*ASSIGNED TASK*
Each entry that follows should be given again word for word; please leave out its pictures.

*DATA FOR REVIEW*
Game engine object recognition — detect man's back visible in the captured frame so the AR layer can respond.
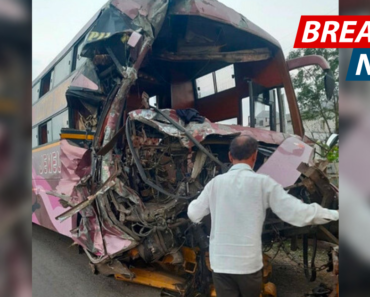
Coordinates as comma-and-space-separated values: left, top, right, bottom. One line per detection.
207, 164, 267, 274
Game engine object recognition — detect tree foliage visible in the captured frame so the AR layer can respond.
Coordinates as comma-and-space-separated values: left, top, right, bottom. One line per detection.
327, 145, 339, 163
287, 48, 339, 136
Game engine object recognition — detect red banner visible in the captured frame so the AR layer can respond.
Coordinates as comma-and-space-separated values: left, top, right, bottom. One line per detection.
294, 16, 370, 48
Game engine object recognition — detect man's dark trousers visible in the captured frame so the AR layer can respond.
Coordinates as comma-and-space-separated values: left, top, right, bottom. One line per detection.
212, 269, 262, 297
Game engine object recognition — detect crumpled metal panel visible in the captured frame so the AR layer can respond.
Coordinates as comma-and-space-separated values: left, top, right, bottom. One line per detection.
219, 124, 295, 146
112, 0, 142, 19
56, 140, 138, 258
54, 140, 104, 255
112, 0, 169, 36
32, 166, 75, 238
56, 140, 90, 197
70, 60, 101, 91
82, 0, 168, 58
71, 192, 106, 257
94, 194, 137, 255
69, 177, 139, 258
129, 109, 292, 147
257, 137, 314, 187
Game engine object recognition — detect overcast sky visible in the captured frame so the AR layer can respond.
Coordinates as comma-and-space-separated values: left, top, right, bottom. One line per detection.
32, 0, 337, 80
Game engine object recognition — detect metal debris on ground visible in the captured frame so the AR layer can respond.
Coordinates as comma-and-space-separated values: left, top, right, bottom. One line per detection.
304, 283, 332, 297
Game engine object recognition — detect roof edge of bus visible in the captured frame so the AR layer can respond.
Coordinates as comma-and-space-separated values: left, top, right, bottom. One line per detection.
168, 0, 281, 50
32, 0, 282, 86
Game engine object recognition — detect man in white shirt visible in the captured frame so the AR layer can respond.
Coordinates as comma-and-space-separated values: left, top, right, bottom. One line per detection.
187, 136, 339, 297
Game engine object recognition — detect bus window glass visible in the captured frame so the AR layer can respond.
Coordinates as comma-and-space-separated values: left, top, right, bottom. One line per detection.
39, 70, 54, 98
32, 81, 40, 104
217, 118, 237, 125
39, 120, 52, 145
75, 39, 87, 70
149, 96, 157, 107
32, 127, 38, 148
242, 89, 280, 131
255, 102, 270, 130
53, 50, 73, 88
196, 73, 215, 99
274, 89, 282, 132
215, 65, 235, 92
241, 97, 250, 126
280, 89, 294, 134
195, 65, 236, 99
52, 110, 69, 141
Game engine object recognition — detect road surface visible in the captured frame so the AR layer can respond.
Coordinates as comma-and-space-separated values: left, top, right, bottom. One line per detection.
32, 224, 159, 297
33, 224, 332, 297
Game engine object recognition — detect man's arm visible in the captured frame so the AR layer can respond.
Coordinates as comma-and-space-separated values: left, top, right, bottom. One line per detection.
264, 176, 339, 227
187, 180, 212, 223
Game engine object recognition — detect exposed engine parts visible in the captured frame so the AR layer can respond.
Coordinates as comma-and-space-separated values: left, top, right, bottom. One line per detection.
56, 109, 338, 291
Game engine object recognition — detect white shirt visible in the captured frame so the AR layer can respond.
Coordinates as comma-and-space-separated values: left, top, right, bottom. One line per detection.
187, 163, 339, 274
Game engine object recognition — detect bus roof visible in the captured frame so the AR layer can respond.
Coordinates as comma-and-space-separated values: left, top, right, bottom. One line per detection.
33, 0, 281, 86
169, 0, 280, 48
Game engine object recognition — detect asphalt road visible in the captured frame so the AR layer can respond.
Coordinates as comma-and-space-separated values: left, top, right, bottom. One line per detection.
33, 224, 332, 297
32, 224, 159, 297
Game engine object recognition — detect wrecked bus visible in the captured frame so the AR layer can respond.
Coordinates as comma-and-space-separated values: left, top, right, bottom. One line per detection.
32, 0, 338, 296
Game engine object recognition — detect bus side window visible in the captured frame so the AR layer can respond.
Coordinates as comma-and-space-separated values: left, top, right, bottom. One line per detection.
279, 88, 294, 134
242, 89, 280, 131
32, 127, 38, 148
73, 38, 87, 71
196, 65, 235, 99
215, 65, 235, 92
39, 70, 54, 98
149, 96, 157, 107
53, 50, 73, 88
32, 82, 40, 104
241, 97, 250, 126
52, 110, 69, 141
39, 120, 52, 145
196, 73, 215, 99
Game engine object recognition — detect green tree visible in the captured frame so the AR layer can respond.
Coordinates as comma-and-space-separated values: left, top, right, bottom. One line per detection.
287, 48, 339, 138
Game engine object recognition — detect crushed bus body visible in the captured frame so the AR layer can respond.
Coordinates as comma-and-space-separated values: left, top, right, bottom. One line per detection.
31, 1, 339, 296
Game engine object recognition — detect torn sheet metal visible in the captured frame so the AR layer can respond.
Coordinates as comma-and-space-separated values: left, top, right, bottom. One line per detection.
67, 60, 105, 111
90, 259, 134, 278
82, 0, 169, 58
257, 137, 314, 187
56, 139, 90, 197
129, 108, 293, 147
297, 162, 338, 209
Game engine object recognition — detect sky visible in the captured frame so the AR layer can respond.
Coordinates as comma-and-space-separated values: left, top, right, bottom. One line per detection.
32, 0, 338, 80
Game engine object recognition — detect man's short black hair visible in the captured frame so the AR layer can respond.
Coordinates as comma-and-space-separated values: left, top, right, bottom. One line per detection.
229, 136, 258, 160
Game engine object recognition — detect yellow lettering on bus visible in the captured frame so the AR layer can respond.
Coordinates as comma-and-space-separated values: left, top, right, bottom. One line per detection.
88, 31, 111, 42
98, 32, 106, 40
87, 31, 100, 41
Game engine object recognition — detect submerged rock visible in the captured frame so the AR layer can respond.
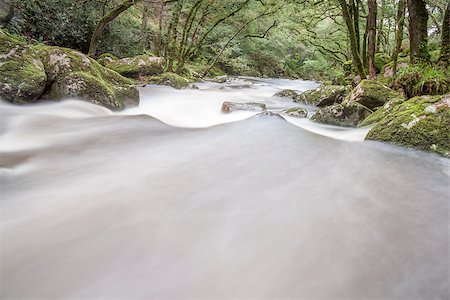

*SOLVED EXERCISE*
Game engine object recognition — detect man's back visible in the captured frame so the AR layer can respond.
Coordinates as comma-and-space-separated values: left, top, right, bottom. One line per detection.
207, 164, 267, 274
Game engine object recognition — detect tree foliage visible in the captured frame so the AR layer can respond.
Coordinates as comma-and-space-separated values: left, top, right, bottom. One line per detection.
327, 145, 339, 163
287, 48, 339, 136
Game engine object recognition — detect red banner visible in the captured frame so the AR layer can respond.
Coordinates as comma-and-space-separated values: left, top, right, bottom. One line per detection.
294, 16, 370, 48
Game engine object recognition — detect man's dark trousers visible in the captured frame so the AR layer can respond.
Coordinates as comma-and-space-separated values: left, top, right, bottom. One line per detection.
212, 269, 262, 297
Game engine object recognition — detect crumpled metal panel visible in the captured frame so the AR layer can respond.
Coordinates as comma-and-space-separated values: left, top, right, bottom. One line per detection.
219, 124, 295, 146
112, 0, 142, 19
56, 140, 138, 258
54, 140, 104, 255
112, 0, 169, 36
32, 166, 75, 238
56, 140, 90, 197
70, 60, 101, 91
82, 0, 168, 58
71, 192, 106, 257
94, 194, 137, 255
69, 177, 139, 258
129, 109, 292, 147
257, 137, 314, 187
Game engine object recognition — detect overcast sky visible in the captured frame so the AR layer can respond.
Coordinates as comma-and-space-separated values: left, top, right, bottom. One line per detection.
32, 0, 337, 80
Game engine object recognition — detect metal debris on ground visible in the captured frame so the AR layer can respond.
Coordinates as comma-and-space-separated values: left, top, right, bottom. One line per detection.
304, 283, 332, 297
Game engine object recognition — detect roof edge of bus visible in the captured frame so the AR layer can respond.
Coordinates as comma-and-space-separated values: left, top, right, bottom. One line per detection.
168, 0, 281, 50
32, 0, 282, 86
Game engine object recognition — detect man in white shirt visible in the captured frame so the AR layer can respond.
Coordinates as comma-and-space-separated values: left, top, right, bottom. One line per detection.
187, 136, 339, 297
Game engine object recognition — detect bus window glass visible in the captured frame so the AR layer can respond.
Coordinates as comma-and-space-separated values: left, top, right, bottom. One line per detection.
39, 70, 54, 98
32, 81, 40, 104
217, 118, 237, 125
39, 120, 52, 145
75, 39, 87, 70
149, 96, 157, 107
32, 127, 38, 148
242, 89, 280, 131
255, 102, 270, 130
53, 50, 73, 88
196, 73, 215, 99
274, 89, 282, 132
215, 65, 235, 92
241, 97, 250, 126
280, 89, 294, 134
195, 65, 236, 99
52, 110, 69, 141
Game engine object recognition — detect road surface visible in the captured frame so the AR layer can respond.
Coordinates as comma-and-space-separated values: left, top, right, bottom. One line per detection.
32, 224, 159, 297
33, 224, 332, 297
Game engine object recognition — detect man's arm visible in the captured frame so the AR layer can respond.
Coordinates as comma-and-space-separated values: left, top, right, bottom. One line per detection.
264, 176, 339, 227
187, 180, 212, 223
Game engine object recognition — detect exposed engine parts visible in the captured frame so the AR layer can respond.
Coordinates as comma-and-space-separated values: left, top, right, bottom. One line per detection.
56, 109, 338, 291
Game engine object recognition — detect white shirt visible in the captured frame so the AR layer can respond.
Coordinates as comma-and-space-separated values: left, top, right, bottom. One line per detection.
187, 163, 339, 274
Game engine object recognition — detect bus roof visible in the captured frame so the AR layer can respond.
Coordinates as comma-and-space-separated values: left, top, right, bottom. One line per detection.
33, 0, 281, 86
169, 0, 280, 48
Game engine object recognition — detect asphalt road visible in the captured frame so the AR layer can respond.
Coordinates as comma-and-space-separated values: left, top, right, bottom. One line per detection.
33, 224, 332, 297
32, 224, 159, 297
Game engine object recognition — detect wrecked bus visible in the captured frame so the AR layer can respond.
Coordinates as comma-and-space-separated values: left, top, right, bottom. One line per detection.
32, 0, 338, 296
Game engine object recognition — detect bus side window visible in the captured frame so the AR layer can respond.
Coordinates as comma-and-space-separated values: left, top, right, bottom. One line per detection.
279, 88, 294, 134
242, 89, 280, 131
32, 127, 38, 148
73, 38, 87, 71
196, 65, 235, 99
215, 65, 235, 92
39, 70, 54, 98
149, 96, 157, 107
53, 50, 73, 88
32, 82, 40, 104
241, 97, 250, 126
52, 110, 69, 141
39, 120, 52, 145
196, 73, 215, 99
Game engine object recognition — detect green tree visible in the captured frame so the AR layer can respond.
Coordinates as comma-and-space-separated values: left, top, right, bottom. One line per detection.
287, 48, 339, 138
Game engine object recognition — detect crushed bus body visible in the captured frame so the AR layer can respond.
Coordinates as comma-and-space-separated values: left, top, right, bottom. One line per detection.
31, 1, 339, 296
Game engine object recognition — detect torn sheet metal visible in the captured frame so the AR layer can respond.
Coordinates as comma-and-space-separated values: left, top, right, bottom. One line per detection.
67, 60, 105, 111
90, 259, 134, 278
82, 0, 169, 58
257, 137, 314, 187
56, 139, 90, 197
129, 108, 293, 147
297, 162, 338, 209
Game engine object recognition — detect sky visible in the captured frame so the AR layer can respond.
Coordinates as comma-and-space-separated values: left, top, right, bottom. One line per detection.
32, 0, 338, 80
Game engine object recognition — detect man's short black hair visible in the captured frame so the AR layer can respond.
Coordinates as comma-and-space-separated values: left, top, right, bottom. One line per detection.
229, 136, 258, 160
Game engine object recognition — detect yellow lettering on bus visible in the captured frame so the AR layer can respond.
Coordinates as comma-and-space-separated values: left, top, right, bottom. One line per detection.
88, 31, 111, 42
98, 32, 106, 40
87, 31, 100, 41
Game engine object recognition — detect submerged rock visible in the captured frame so the AR layer can respond.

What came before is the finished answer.